--- Extract provided Enclosed Below ---

Kanter has been killing it on offense and on the glass for Oklahoma City — he has even discovered the concept of passing! — but he is completely clueless on defense. This is his idea of rim protection when he’s along the back line as a help defender:
No wonder Utah was anxious to give Rudy Gobert more minutes. Kanter is a sieve against the pick-and-roll. He runs around and shifts his feet, but his timing and footwork are all wrong, and any top-level ball handler can blow by him into the paint. Several teams have already run the “go at Kanter on every possession” crunch-time offense, and that would figure to intensify in the playoffs. Oklahoma City is allowing 109 points per 100 possessions with Kanter on the floor, even worse than the league’s worst defense.
McGary tries hard, but he’s slow-moving within tight spaces and is still learning NBA-level defense:
Morrow has never defended all that well, and Augustin is undersize; opponents are smoking the Thunder defense when Brooks puts Augustin and Westbrook on the floor together in a double-barreled point guard lineup. Steve Novak played against Boston, for some reason.4
The reason actually wasn’t terrible: Boston had Gigi Datome and Gigi Datome’s hair bun at small forward, one of the rare pseudo-wings Novak can guard.

--- End of Enclosed Extract provided ---
--- Recorded data Enclosed Below ---

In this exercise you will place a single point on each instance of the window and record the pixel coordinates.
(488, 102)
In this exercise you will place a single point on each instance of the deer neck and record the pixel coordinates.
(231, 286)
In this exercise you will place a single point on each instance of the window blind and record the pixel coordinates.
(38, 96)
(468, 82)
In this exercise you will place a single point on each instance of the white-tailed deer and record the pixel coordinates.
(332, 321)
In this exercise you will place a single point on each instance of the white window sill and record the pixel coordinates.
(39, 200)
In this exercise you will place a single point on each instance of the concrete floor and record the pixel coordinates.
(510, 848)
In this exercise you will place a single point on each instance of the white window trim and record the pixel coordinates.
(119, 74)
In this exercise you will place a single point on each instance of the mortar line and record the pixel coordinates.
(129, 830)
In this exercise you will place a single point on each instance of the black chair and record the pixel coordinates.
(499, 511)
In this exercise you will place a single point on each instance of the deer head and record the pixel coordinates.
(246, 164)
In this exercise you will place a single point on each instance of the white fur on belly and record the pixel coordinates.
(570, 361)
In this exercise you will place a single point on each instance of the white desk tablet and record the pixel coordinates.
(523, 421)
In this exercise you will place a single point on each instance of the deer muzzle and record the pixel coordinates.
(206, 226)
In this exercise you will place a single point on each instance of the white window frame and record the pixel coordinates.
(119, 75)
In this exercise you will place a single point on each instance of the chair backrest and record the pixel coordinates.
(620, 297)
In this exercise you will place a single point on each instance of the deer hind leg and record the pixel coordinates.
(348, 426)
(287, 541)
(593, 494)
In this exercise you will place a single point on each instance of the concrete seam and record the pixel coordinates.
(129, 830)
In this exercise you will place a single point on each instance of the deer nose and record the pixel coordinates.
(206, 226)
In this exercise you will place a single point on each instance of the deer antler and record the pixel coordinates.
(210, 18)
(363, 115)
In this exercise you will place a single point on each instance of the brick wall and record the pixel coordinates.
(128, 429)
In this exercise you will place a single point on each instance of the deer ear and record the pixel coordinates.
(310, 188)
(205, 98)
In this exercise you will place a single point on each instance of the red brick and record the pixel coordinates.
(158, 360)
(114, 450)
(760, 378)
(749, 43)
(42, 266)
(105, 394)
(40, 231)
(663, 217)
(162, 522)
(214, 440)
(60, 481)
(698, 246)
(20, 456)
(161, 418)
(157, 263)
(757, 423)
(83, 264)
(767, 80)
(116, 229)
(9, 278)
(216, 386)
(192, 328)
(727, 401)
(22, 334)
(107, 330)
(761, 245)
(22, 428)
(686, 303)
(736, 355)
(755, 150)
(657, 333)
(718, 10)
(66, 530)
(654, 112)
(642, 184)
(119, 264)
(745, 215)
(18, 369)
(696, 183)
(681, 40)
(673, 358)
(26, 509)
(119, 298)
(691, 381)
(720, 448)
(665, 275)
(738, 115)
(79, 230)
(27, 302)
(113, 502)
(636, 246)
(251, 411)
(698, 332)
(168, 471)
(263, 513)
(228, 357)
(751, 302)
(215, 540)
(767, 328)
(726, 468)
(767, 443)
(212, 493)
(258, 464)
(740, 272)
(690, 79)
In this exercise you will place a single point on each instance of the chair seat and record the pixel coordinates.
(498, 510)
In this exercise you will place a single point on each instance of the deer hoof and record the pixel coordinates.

--- End of Enclosed Recorded data ---

• **Requirement 1**: Can you condense the paragraph beginning "No wonder Utah was anxious" in the extract on the Thunder's defense into a short bulleted list that keeps its main facts?
• **Requirement 2**: Will you carry on the extract about the Thunder's defense, starting right after its last sentence?
You can ignore the records.

• **Task answer 1**:
- Utah was eager to give Rudy Gobert more minutes.
- Kanter is a sieve against the pick-and-roll. He moves around, but his timing and footwork are wrong, so any top-level ball handler can get past him into the paint.
- Several teams have already gone at Kanter on every crunch-time possession, and that would likely intensify in the playoffs.
- Oklahoma City allows 109 points per 100 possessions with Kanter on the floor, worse than the league's worst defense.

• **Task answer 2**:
There might be middle ground by playing Singler and Nick Collison more, but Singler has struggled since coming to Oklahoma City, and he’s running out of time to earn Brooks’s trust. Still: If the alternatives are the Augustin/Westbrook duo and whatever it is Waiters is trying to do, Singler deserves more minutes. More of Collison is always welcome, but he’s aging and foul-prone in extended minutes.
Brooks just doesn’t have a lot of good options beyond letting Westbrook run wild. That’s not sustainable against elite competition — not for Westbrook or the Thunder. There certainly isn’t much of an offensive system to fall back on. The Thunder talked a big game early in the season about using the absence of both Durant and Westbrook to establish a Spurs Lite continuity-based offense. Remember when Perry Jones III scored 68 points combined over three consecutive games? He has scored 95 points since, and is presumed alive.
Hell, five of the 11 guys seeing active playing time right now weren’t on the roster at the start of the season. A sixth, McGary, appeared in just one game before February. This wasn’t the plan, but it’s also not an environment conducive to building continuity and chemistry. This is what the Thunder are at this point: a Westbrook-led scoring machine that needs enough 115-110 wins to eke into the postseason.
There’s no real drama there. If the Thunder make the playoffs, they’ll likely get stomped by the Warriors and keep the first-round pick they owe Philadelphia (via Denver); that pick is top-18 protected, and if the Thunder snag the no. 8 seed, they’ll likely finish right in the 18th spot — provided the no. 5 team in the East keeps its lead over the Thunder.
The Warriors, by the way, are a big winner here. It sounds crass, but that’s reality in the NBA. Almost every champion needs a bit of injury and matchup-related luck along the way, and injuries large and small have affected almost every playoff season. Don’t listen to any asterisk talk, ever. Look at league history and you’ll find that an injury tilted the championship odds at some point damn near every May or June.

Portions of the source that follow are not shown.